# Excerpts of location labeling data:
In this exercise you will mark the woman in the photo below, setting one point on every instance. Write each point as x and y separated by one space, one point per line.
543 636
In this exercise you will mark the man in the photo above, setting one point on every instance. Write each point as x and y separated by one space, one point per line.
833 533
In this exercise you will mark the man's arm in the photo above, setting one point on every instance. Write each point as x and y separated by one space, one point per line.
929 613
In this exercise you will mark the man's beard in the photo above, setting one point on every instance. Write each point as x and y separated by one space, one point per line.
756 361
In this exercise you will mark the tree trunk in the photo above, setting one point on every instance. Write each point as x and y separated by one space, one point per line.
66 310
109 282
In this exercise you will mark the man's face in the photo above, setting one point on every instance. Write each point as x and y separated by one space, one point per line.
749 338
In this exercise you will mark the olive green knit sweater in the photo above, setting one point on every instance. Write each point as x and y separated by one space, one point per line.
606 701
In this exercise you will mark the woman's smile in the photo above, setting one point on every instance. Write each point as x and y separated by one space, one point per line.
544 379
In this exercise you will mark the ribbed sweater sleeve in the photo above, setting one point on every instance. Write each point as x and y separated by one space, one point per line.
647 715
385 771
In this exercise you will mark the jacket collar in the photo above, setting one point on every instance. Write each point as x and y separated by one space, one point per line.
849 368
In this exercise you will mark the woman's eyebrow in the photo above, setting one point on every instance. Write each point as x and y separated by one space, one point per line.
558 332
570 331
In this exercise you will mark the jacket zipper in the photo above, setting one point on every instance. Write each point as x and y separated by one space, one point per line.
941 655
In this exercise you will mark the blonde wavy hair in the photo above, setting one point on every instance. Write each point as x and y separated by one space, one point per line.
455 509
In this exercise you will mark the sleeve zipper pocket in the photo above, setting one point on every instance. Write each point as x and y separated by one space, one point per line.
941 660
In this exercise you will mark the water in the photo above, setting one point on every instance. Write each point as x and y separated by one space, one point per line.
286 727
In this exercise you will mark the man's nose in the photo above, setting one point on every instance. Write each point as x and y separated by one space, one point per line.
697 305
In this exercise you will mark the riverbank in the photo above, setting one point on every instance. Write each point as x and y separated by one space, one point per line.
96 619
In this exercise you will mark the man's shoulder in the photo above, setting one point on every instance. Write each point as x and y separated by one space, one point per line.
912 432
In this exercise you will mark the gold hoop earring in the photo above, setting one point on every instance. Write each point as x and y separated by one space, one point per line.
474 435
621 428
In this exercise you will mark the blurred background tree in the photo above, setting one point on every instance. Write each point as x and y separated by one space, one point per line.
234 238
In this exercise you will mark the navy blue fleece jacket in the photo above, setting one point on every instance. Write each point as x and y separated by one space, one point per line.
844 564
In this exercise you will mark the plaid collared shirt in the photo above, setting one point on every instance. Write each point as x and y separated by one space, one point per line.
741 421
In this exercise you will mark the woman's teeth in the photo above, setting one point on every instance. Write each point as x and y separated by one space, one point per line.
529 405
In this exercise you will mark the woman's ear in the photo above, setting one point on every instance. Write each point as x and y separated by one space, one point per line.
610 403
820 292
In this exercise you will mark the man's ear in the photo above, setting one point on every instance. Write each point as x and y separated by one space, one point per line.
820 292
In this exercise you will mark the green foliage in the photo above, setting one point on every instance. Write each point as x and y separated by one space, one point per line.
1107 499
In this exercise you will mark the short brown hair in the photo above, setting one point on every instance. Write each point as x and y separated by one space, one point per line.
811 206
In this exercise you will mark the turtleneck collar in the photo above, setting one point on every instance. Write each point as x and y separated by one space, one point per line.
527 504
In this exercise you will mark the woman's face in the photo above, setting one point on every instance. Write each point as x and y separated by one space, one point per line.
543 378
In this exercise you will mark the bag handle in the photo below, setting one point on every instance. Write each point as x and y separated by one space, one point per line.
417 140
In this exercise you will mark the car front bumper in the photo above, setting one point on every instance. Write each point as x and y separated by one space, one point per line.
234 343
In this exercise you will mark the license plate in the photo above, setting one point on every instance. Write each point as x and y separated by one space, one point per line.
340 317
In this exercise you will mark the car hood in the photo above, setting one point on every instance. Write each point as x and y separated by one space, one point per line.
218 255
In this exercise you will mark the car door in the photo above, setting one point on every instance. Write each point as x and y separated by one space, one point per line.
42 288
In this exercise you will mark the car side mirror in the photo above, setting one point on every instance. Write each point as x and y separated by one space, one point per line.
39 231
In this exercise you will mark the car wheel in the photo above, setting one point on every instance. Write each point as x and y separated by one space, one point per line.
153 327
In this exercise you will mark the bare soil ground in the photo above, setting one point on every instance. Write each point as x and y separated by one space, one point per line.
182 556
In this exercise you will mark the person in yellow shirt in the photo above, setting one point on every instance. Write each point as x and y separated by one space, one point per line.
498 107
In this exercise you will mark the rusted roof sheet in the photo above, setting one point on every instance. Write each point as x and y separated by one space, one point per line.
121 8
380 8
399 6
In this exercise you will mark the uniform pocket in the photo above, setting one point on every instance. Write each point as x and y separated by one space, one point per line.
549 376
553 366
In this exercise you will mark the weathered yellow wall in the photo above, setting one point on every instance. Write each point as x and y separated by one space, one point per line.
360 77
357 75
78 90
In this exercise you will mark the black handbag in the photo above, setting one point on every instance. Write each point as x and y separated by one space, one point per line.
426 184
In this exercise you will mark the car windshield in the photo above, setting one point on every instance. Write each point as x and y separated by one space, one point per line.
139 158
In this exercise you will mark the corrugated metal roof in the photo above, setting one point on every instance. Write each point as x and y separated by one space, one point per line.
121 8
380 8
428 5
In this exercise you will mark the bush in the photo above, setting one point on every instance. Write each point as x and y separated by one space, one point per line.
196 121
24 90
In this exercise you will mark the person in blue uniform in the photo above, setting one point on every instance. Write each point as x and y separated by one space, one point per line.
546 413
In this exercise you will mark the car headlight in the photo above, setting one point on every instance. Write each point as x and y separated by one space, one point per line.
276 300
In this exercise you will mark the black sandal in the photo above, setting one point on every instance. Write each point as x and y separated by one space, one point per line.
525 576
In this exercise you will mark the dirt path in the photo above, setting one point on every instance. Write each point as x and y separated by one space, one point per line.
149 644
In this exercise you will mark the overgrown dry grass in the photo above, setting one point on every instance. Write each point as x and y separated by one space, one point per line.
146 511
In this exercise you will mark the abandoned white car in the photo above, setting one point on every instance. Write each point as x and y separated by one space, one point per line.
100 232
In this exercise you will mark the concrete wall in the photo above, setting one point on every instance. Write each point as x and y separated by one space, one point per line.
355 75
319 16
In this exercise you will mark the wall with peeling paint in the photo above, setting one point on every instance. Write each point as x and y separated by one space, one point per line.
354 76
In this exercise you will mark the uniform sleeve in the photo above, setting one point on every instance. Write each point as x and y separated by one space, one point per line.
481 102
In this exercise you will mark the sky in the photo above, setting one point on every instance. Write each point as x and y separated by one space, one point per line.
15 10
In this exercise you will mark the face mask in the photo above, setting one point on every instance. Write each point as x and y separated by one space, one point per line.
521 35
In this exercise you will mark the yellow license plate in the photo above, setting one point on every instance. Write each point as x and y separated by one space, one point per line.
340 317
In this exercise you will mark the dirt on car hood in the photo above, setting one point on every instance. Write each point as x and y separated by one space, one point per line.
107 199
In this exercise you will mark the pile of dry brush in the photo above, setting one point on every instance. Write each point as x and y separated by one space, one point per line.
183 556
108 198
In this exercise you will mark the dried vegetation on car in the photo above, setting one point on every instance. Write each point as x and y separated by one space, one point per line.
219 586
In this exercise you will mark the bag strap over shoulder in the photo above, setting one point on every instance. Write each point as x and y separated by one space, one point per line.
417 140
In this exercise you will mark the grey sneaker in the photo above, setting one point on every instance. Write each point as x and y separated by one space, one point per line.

# Problem requirements:
Copy every line of the records from the line containing "In this exercise you will mark the sky" through the end of the records, keeping each line as it stands except for the answer coordinates. Move each of those coordinates by adding 79 to every x and y value.

# Answer to this problem:
In this exercise you will mark the sky in the photo above, setting one point on every instance. Write each point as x and y separated by one space, one point per line.
94 89
In this exercise you will mark the face mask in the photo above, setting one point on every instance. Write each point as x and y separated by one space, one point per line.
600 114
In this exercise you will mark the yellow license plate in the photo above, setting one point on every instance. Write each point as x and y separated by one space, one point per line.
419 396
In this exercise you will mark the dirt on car hood in the photo above, setting one point on every instance. Write each point as x and y separated by one space, one point per line.
186 278
In this exercise you will mark the pile of dry brush in the photo above, setting one point on every instance. Write each point as x and y separated by one space, one point per line.
262 635
187 277
In this exercise you will mark the dried vegetation on car in the photo above, setting one point on every instance. Write each point as x and y separated by one space, one point per line.
298 665
In this exercise you will mark the bag strap over shoulder in the photo above, setting one point on every instance. Write each point as x and y separated by one space, one point per line.
496 219
In this exercise you will mark the grey sneaker in the photo above, setting one point on every instance. Write each point as x and y separated by one space, one point per line.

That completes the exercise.